TO BE DONE: Every entry that follows should be reproduced exactly.

RECORDS FOR THIS EXERCISE:

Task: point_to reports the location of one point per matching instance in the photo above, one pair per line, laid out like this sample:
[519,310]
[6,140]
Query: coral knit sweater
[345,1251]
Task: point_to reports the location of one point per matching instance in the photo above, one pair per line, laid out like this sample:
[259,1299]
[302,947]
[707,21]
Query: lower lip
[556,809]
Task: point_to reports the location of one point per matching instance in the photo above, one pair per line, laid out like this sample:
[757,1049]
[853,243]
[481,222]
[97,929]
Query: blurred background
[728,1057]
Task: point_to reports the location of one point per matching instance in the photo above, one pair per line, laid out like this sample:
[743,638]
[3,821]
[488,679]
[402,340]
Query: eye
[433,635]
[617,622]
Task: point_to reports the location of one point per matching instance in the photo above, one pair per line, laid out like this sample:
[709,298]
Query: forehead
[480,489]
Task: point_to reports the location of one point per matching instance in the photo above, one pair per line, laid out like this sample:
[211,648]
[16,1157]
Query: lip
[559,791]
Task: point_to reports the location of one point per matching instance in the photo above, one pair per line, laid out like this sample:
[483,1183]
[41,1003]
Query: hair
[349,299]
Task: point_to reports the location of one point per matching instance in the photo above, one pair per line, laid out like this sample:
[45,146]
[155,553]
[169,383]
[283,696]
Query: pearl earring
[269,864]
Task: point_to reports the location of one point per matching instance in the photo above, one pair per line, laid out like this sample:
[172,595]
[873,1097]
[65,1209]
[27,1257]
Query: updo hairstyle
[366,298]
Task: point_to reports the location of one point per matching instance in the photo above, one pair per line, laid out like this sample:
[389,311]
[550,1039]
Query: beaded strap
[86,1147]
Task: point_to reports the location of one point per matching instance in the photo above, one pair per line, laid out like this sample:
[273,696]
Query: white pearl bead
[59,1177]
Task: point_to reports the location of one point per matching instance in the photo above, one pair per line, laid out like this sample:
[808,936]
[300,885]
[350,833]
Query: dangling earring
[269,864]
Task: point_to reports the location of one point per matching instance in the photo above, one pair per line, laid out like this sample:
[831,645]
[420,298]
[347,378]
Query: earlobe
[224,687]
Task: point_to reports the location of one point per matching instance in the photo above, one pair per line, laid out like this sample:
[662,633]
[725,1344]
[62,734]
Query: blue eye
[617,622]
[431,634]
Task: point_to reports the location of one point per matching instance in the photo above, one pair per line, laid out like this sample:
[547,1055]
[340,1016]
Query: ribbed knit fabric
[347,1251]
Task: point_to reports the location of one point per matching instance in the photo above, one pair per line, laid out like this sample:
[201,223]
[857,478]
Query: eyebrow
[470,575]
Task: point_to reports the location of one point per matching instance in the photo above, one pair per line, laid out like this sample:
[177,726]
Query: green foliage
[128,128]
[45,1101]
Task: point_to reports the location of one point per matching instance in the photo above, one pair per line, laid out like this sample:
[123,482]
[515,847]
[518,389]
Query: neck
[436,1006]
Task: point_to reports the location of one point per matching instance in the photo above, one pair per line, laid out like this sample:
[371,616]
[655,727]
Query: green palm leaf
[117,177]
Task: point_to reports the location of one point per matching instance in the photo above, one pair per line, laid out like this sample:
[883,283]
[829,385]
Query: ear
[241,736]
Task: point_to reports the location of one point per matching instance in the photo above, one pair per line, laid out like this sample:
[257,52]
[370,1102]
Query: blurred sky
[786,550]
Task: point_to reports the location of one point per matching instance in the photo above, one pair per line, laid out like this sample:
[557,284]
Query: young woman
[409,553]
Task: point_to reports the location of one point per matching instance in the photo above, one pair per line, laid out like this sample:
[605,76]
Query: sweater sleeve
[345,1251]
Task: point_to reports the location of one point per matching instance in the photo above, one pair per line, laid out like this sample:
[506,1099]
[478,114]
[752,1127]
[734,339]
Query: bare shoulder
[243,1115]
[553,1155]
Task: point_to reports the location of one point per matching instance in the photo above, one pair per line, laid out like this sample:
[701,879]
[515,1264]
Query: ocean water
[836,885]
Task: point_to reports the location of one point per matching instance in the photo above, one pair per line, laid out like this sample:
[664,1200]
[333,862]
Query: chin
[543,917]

RESULT FOR THIS EXERCISE:
Task: point_to reports the location of one point per matching instance in the photo above, one pair per line, laid out like this sample:
[519,310]
[6,140]
Query: coral knit sweater
[345,1251]
Task: point_to reports the location of one point per matching instance in the photo above, one pair per line, laid out like this sample:
[259,1299]
[302,947]
[707,21]
Query: lower lip
[556,809]
Task: point_to reports the location of one point per matching instance in the photo above, one pair per line, laid out like this sample:
[757,1049]
[853,243]
[481,222]
[97,929]
Query: blurred background
[728,1057]
Task: point_to reports the location of one point per matching instance in the photo above, one pair per line, laid out like this sample:
[743,638]
[3,821]
[488,679]
[402,340]
Query: eye
[433,635]
[617,622]
Task: point_to reports the location of one point per matching instance in the photo above, one pair per line, laid out like this sample:
[709,298]
Query: forehead
[480,489]
Task: point_to reports the location of one point per matching instance in the photo above, one pair per line, laid out like this sample:
[211,648]
[16,1157]
Query: lip
[559,791]
Task: point_to reports the location of one point per matching instance in the photo above, one pair per line, laid out like this sample:
[483,1183]
[41,1003]
Query: hair
[349,299]
Task: point_to reports the location of one point per matching instance in the photo above, one pair per line, laid out like this sample:
[45,146]
[155,553]
[169,383]
[283,696]
Query: pearl earring
[269,864]
Task: point_to reports the location of one point per matching instance in the photo above, one pair per line, laid out like this sample:
[172,595]
[873,1097]
[65,1209]
[27,1257]
Query: updo hairstyle
[366,298]
Task: point_to reports the location of one point per matching instance in the photo above, one pair per line, laid out like this sample:
[389,311]
[550,1039]
Query: beaded strap
[86,1147]
Task: point_to reports the location of one point per matching instance in the photo above, one pair per line, laid out like this sample:
[273,696]
Query: white pearl bead
[59,1177]
Task: point_to reports the location of one point per matching instance in the photo above, one pair per line, laid out like this sample:
[808,936]
[300,885]
[350,833]
Query: dangling earring
[269,864]
Task: point_to reports the location of one point per matching instance in the photo above, one pair per line, laid out like this sample:
[831,645]
[420,298]
[347,378]
Query: earlobe
[224,687]
Task: point_to reports the location of one point per matching instance in the photo above, one pair per line, laid out like this sample:
[662,633]
[725,1344]
[62,734]
Query: blue eye
[617,622]
[431,634]
Task: point_to reports the location of one point per matching instance in the photo above, one pair per line, laid out like this sample:
[547,1055]
[340,1016]
Query: ribbed knit fabric
[347,1251]
Task: point_to reports the location of one point per matching instance in the photo above, one pair per line, laid out like this sample:
[201,223]
[857,478]
Query: eyebrow
[470,575]
Task: point_to reports the location of one point per matching instance in the photo above, one pair per line, laid out like this sample:
[177,726]
Query: green foliage
[128,128]
[45,1101]
Task: point_to reports the location of one point per matching instance in the photo above, one pair per line, laid out like this sample:
[123,482]
[515,847]
[518,389]
Query: neck
[436,1006]
Task: point_to reports the location of one point per matching instance in the photo above, one pair per line, laid out like this sample:
[371,616]
[655,727]
Query: green palm leaf
[117,177]
Task: point_to reports the location of one point per matching instance in the photo above, one pair per line, laid out like this sample:
[883,283]
[829,385]
Query: ear
[241,736]
Task: point_to reports the location of one point per matching instance in the photo above, one pair per line, laid out like this sample:
[257,52]
[370,1102]
Query: blurred sky
[786,550]
Task: point_to reports the location of one point per matching instance in the photo above, one pair per line, laid out like this sample:
[557,284]
Query: young woman
[409,553]
Task: point_to reports the location of one point per matching instance in the photo above, one pair per line, laid out like this sample:
[605,76]
Query: sweater sleeve
[345,1251]
Task: point_to reports the location of one point per matching instance in the photo above, one pair per line, laid out like this sample:
[506,1099]
[478,114]
[752,1127]
[734,339]
Query: bare shoulder
[243,1115]
[553,1155]
Task: point_to reports the location of one point per matching instance in the photo above, one pair per line, laid out like this sample:
[701,879]
[515,1264]
Query: ocean water
[836,885]
Task: point_to reports the location of one point per matching instance in the photo above, one pair per line, laid out like this sample:
[664,1200]
[333,862]
Query: chin
[543,917]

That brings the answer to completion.